[WHAT NEEDS TO BE DONE]
The response should consist of every line below, unchanged.

*** EXERCISE INPUTS Section Begins ***

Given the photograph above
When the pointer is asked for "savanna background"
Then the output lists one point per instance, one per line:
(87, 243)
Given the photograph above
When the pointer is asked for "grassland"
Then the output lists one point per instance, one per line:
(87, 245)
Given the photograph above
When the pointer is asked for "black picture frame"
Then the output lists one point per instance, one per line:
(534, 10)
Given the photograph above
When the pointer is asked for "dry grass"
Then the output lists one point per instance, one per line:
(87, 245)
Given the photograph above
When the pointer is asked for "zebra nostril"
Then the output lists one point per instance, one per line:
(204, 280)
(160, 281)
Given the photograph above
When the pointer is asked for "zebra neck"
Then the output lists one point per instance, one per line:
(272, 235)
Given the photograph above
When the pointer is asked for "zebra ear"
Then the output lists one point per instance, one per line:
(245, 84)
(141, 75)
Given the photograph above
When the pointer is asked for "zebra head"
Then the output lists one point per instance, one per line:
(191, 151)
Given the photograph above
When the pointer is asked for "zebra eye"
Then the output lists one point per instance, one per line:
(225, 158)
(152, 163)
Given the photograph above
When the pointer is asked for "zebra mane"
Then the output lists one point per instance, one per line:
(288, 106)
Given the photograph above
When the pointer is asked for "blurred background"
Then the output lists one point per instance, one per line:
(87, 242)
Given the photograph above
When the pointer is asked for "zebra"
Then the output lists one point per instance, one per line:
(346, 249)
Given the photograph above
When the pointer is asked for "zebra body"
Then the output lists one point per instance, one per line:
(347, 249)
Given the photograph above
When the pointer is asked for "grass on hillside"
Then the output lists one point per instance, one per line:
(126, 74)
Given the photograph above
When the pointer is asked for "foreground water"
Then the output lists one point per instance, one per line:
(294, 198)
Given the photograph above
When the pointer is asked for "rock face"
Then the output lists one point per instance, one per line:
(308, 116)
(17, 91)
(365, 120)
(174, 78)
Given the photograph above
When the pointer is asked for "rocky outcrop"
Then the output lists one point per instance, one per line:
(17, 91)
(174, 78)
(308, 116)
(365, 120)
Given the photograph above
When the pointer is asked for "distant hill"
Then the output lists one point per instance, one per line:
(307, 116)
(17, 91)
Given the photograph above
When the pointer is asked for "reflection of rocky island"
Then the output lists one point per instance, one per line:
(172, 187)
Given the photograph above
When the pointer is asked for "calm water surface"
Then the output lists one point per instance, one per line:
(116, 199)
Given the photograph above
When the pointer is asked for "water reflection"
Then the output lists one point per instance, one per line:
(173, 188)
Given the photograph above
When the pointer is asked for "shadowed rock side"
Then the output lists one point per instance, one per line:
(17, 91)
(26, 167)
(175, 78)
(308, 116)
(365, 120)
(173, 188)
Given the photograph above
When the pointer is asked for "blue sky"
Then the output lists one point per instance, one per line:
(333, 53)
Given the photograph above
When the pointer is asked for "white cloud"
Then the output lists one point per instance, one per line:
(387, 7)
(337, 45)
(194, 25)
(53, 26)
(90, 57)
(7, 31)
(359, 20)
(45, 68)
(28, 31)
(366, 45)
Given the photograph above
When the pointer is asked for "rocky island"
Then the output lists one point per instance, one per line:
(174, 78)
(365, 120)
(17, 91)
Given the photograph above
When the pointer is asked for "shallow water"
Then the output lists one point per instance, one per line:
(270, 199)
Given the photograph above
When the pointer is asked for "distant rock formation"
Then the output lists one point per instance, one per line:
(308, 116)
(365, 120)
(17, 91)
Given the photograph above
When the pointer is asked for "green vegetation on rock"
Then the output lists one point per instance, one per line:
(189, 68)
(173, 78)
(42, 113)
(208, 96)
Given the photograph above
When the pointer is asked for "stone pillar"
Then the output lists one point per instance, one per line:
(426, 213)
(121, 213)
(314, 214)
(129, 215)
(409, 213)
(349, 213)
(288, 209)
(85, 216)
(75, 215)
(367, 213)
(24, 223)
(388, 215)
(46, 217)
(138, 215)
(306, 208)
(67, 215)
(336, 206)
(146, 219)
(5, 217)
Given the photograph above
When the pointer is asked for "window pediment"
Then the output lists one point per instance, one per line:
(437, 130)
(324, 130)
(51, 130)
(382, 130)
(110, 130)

*** EXERCISE INPUTS Section Ends ***

[TASK RESPONSE]
Given the photograph above
When the pointer is asked for "savanna background"
Then the output lists one point per instance, one per line:
(87, 243)
Given the photograph above
When the pointer is asked for "grassland"
Then the output lists one point per instance, one per line:
(87, 245)
Given the photograph above
When the pointer is asked for "black picture frame"
Then the output lists one point per instance, one per line:
(534, 10)
Given the photograph above
When the pointer is asked for "dry grass"
Then the output lists one point per instance, one per line:
(87, 245)
Given the photograph above
When the pointer is asked for "zebra nostril"
Then the output lists one point per instance, one per line:
(204, 280)
(160, 281)
Given the photograph above
When the pointer is asked for "zebra neck"
Then the output lists one point per instance, one per line:
(272, 235)
Given the photograph above
When the pointer is asked for "zebra ear"
Then the output lists one point per instance, one per line:
(245, 84)
(141, 75)
Given the photograph above
When the pointer is asked for "zebra head"
Then the output lists one point per instance, one per line:
(191, 151)
Given the photograph above
When the pointer is asked for "zebra eye"
Then the output lists one point per instance, one per line:
(225, 158)
(152, 163)
Given the photograph above
When the pointer is asked for "zebra mane"
Then the output lists one point per instance, one per line:
(288, 106)
Given the photograph above
When the pointer is asked for "blurred background"
Then the output lists one point per instance, one per line:
(87, 242)
Given the photograph above
When the pointer is asked for "zebra"
Then the output lists one point per instance, one per line:
(346, 249)
Given the photograph above
When the pointer is asked for "zebra body"
Then the output lists one point per instance, one per line:
(347, 249)
Given the photograph above
When the pointer is asked for "grass on hillside"
Then the output lists one point per instance, one per line:
(126, 74)
Given the photograph above
When the pointer is asked for "foreground water"
Then the output lists one point per instance, one per line:
(294, 198)
Given the photograph above
When the pointer is asked for "rock face"
Then the output lists one point per instance, one per line:
(308, 116)
(17, 91)
(365, 120)
(174, 78)
Given the photograph above
When the pointer is asked for "rocky outcrop"
Then the output lists one point per instance, one per line:
(17, 91)
(174, 78)
(308, 116)
(365, 120)
Given the photograph above
When the pointer is asked for "distant hill"
Then the output lists one point per instance, one per line:
(307, 116)
(17, 91)
Given the photograph above
When the pointer is asked for "reflection of rocky island"
Then the output lists one point per instance, one per line:
(172, 187)
Given the photograph above
When the pointer is asked for "calm water surface"
Then the output lists one point per instance, one per line:
(116, 199)
Given the photograph above
When the pointer is asked for "water reflection"
Then the output lists one point per instance, one per line:
(173, 188)
Given the photograph above
When the pointer is asked for "shadowed rock side"
Then the output lists one point per instance, one per line:
(17, 91)
(26, 167)
(175, 78)
(308, 116)
(365, 120)
(173, 188)
Given the photograph above
When the pointer is asked for "blue sky"
Then the output lists one point per instance, one per line:
(333, 53)
Given the photograph above
When the pointer is asked for "white cloud"
Then the output lists one point per instance, one per line:
(387, 7)
(337, 45)
(194, 25)
(53, 26)
(90, 57)
(7, 31)
(359, 20)
(45, 68)
(28, 31)
(366, 45)
Given the photograph above
When the pointer is asked for "rocky island"
Then the output lists one point per instance, one per line:
(174, 78)
(365, 120)
(17, 91)
Given the photograph above
When the pointer is asked for "shallow water"
Then the output lists one point per instance, one per line:
(270, 199)
Given the photograph above
When the pointer is asked for "distant rock formation"
Then the output lists one point per instance, one per line:
(308, 116)
(365, 120)
(17, 91)
Given the photograph above
When the pointer is asked for "green vegetation on rock"
Then the output lists one point per instance, one per line:
(189, 68)
(173, 78)
(42, 113)
(208, 96)
Given the photograph above
When the pointer is asked for "stone pillar"
Then the output lists one point per instance, one per line:
(426, 213)
(121, 213)
(314, 214)
(129, 215)
(409, 213)
(349, 213)
(288, 209)
(85, 216)
(75, 215)
(367, 213)
(24, 223)
(388, 215)
(46, 217)
(138, 215)
(306, 208)
(67, 215)
(336, 206)
(146, 219)
(5, 217)
Given the photograph above
When the pointer is asked for "window pediment"
Then the output lists one point per instance, one per line:
(437, 130)
(324, 130)
(51, 130)
(382, 130)
(110, 130)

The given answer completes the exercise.